DOCUMENT PASSAGE:
Which model performs better?
This is a follow-up to my prior article: Time Series Analysis with Prophet: Air Passenger Data
In this example, an ARIMA (Autoregressive Integrated Moving Average) model is built using R to forecast air passenger numbers using the San Francisco International Airport Report on Monthly Passenger Traffic Statistics by Airline.
Specifically, adjusted passenger numbers for the airline KLM (enplaned) are filtered as the time series for analysis from the period May 2005 to March 2016.
The results will be compared to those obtained by Prophet to see how ARIMA performs relative to this model.
The model is trained on 90% of the time series (training set), with the latter 10% of the series being used to compare to the predictions (test set).
An ARIMA model consists of coordinates (p, d, q):
- p stands for the number of autoregressive terms, i.e. the number of observations from past time values used to forecast future values. e.g. if the value of p is 2, then this means that two previous time observations in the series are being used to forecast the future trend.
- d denotes the number of differences needed to make the time series stationary (i.e. one with a constant mean, variance, and autocorrelation). For instance, if d = 1, then it means that a first-difference of the series must be obtained to transform it into a stationary one.
- q represents the moving average of the previous forecast errors in our model, or the lagged values of the error term. As an example, if q has a value of 1, then this means that we have one lagged value of the error term in the model.

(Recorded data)
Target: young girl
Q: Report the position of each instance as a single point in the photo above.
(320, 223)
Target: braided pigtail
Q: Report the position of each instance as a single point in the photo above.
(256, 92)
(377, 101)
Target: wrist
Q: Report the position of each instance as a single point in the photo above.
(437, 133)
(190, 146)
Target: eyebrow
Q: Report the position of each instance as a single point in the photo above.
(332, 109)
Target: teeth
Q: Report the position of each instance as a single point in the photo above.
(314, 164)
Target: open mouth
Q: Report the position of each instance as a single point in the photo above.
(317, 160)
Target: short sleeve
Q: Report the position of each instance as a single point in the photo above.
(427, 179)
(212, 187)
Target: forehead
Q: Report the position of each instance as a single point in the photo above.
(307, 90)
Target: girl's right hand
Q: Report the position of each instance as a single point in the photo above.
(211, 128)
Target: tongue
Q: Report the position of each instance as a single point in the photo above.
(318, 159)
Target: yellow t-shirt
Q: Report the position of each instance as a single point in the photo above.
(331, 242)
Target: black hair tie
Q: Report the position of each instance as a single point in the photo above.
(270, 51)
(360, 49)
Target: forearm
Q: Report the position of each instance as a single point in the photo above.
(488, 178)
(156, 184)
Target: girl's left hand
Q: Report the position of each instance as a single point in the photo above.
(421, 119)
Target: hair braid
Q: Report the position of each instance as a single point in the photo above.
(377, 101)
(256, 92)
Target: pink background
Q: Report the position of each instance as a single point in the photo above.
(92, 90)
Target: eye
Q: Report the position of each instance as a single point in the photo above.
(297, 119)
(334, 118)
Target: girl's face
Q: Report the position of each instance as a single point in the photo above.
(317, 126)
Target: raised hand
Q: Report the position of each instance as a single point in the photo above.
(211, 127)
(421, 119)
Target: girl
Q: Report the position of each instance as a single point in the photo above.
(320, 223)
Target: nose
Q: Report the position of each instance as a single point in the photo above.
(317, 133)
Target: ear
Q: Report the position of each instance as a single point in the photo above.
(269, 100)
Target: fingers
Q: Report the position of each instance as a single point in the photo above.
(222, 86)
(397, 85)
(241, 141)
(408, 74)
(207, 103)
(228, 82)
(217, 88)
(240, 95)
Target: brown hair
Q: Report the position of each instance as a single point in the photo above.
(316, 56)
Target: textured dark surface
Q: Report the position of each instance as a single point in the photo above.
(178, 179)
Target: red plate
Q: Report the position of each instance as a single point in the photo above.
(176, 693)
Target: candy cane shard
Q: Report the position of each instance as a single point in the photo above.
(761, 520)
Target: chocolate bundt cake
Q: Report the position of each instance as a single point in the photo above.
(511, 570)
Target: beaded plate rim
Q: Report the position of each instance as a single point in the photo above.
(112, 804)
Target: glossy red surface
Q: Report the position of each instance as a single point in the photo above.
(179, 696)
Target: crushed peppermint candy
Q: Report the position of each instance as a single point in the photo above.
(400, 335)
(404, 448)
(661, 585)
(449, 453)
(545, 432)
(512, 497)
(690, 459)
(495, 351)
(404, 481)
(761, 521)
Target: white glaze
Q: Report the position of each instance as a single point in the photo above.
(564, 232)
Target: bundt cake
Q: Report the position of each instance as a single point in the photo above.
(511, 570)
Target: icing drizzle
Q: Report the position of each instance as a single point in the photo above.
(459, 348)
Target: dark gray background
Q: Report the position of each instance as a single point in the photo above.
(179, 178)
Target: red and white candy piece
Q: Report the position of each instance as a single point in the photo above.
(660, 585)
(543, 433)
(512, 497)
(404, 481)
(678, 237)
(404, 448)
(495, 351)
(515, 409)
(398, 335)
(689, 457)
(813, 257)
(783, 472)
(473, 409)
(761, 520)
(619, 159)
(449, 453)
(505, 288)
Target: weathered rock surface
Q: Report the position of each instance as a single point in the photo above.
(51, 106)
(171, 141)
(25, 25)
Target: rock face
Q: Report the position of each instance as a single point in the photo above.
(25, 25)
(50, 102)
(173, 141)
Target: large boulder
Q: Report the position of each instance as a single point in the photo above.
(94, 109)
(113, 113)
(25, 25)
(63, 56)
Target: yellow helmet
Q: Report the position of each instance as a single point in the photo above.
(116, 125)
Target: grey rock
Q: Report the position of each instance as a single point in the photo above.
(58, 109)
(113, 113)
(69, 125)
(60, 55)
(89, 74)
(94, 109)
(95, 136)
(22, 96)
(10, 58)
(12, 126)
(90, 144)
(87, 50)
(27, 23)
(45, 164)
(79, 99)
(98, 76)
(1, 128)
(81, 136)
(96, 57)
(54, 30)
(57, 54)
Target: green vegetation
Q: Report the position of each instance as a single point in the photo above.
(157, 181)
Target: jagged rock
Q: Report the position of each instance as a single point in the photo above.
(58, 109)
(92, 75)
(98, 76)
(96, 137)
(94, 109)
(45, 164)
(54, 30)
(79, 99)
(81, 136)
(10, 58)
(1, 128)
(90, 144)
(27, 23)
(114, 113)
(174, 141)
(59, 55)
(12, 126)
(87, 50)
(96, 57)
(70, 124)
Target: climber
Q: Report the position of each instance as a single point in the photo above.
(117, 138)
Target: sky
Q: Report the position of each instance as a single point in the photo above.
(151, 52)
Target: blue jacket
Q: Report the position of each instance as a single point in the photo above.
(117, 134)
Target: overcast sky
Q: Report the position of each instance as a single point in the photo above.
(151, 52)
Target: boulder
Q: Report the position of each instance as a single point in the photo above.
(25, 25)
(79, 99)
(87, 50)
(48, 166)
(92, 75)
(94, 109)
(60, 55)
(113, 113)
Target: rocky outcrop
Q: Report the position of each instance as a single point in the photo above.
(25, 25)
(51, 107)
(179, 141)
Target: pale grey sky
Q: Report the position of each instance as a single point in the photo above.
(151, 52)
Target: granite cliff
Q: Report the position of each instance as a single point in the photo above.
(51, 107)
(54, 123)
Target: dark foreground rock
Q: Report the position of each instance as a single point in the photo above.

WORK TO COMPLETE:
1. Answer these questions from the ARIMA forecasting article:
(a) Which airline's passenger numbers are filtered as the time series for analysis?
(b) What percentage of the time series is used as the training set?
(c) What does the coordinate d denote?
2. Transcribe the ARIMA forecasting article between "Specifically, adjusted passenger" and "the future trend.", inclusive.
3. Write the next part of the ARIMA forecasting article, picking up after its final sentence.
The records were obtained from a separate source.

PER-TASK OUTPUTS:
1.
(a) KLM (enplaned)
(b) 90%
(c) The number of differences needed to make the time series stationary

2.
Specifically, adjusted passenger numbers for the airline KLM (enplaned) are filtered as the time series for analysis from the period May 2005 to March 2016.
The results will be compared to those obtained by Prophet to see how ARIMA performs relative to this model.
The model is trained on 90% of the time series (training set), with the latter 10% of the series being used to compare to the predictions (test set).
An ARIMA model consists of coordinates (p, d, q):
- p stands for the number of autoregressive terms, i.e. the number of observations from past time values used to forecast future values. e.g. if the value of p is 2, then this means that two previous time observations in the series are being used to forecast the future trend.

3.
When it comes to forecasting, a key assumption for time series data is that of stationarity. This is where the mean, variance, and autocorrelation of a series are constant.
The reason for this assumption is that if the mean, variance and autocorrelation of a series are not constant over time — then it makes it a lot harder to use forecasting models to make predictions.
However, as we have noted above, the d parameter in the ARIMA model denotes the number of differences needed to make the series stationary. When using the auto.arima feature in R, the p, d, and q values are selected automatically.
Stationarity can usually be indicated visually through a visual inspection of the data.
Let’s have a look at the time series again.
We can see that — on the whole — the time series demonstrates a zig-zag pattern with little to no change in the overall trend over time.
However, this can formally be tested for using the Dickey-Fuller test. The null hypothesis is that the series has a unit root present (non-stationarity), with the alternative hypothesis being stationarity or trend stationarity.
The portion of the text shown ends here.